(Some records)
:::::
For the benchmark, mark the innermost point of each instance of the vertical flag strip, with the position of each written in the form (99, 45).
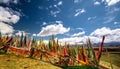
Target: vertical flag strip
(100, 49)
(109, 59)
(92, 53)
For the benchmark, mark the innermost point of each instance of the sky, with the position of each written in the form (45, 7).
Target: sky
(71, 21)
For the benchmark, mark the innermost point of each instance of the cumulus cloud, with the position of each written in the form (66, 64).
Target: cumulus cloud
(44, 23)
(79, 34)
(77, 1)
(79, 11)
(112, 35)
(54, 13)
(60, 3)
(53, 30)
(96, 3)
(91, 18)
(59, 22)
(21, 32)
(111, 2)
(9, 1)
(34, 35)
(8, 15)
(5, 28)
(7, 18)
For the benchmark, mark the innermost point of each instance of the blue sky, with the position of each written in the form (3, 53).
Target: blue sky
(69, 20)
:::::
== WHAT YOU ARE ASKED TO DO ==
Give all the rows above again with "innermost point" switched to "most central point" everywhere it occurs and nothing else changed. Leave the pictures out.

== EXERCISE RESULT ==
For the benchmark, mark the most central point of each instance of the vertical flag strip, with the position of each written in the form (99, 45).
Target: vertical flag strip
(100, 49)
(109, 59)
(92, 53)
For the benchmark, mark the most central point of each instance of the sky, with the position of each written in the form (45, 7).
Target: sky
(71, 21)
For the benchmark, mark the most central point of each instance of the cumulus cloud, with the position of each written in the form (66, 64).
Target: cumulus cloud
(44, 23)
(79, 34)
(77, 1)
(79, 11)
(112, 35)
(54, 13)
(60, 3)
(53, 30)
(96, 3)
(91, 18)
(59, 22)
(21, 32)
(111, 2)
(9, 1)
(34, 35)
(8, 15)
(5, 28)
(7, 18)
For the benchmark, mark the most central point of each instance of the blue sky, with the position of each written in the form (3, 53).
Target: blue sky
(69, 20)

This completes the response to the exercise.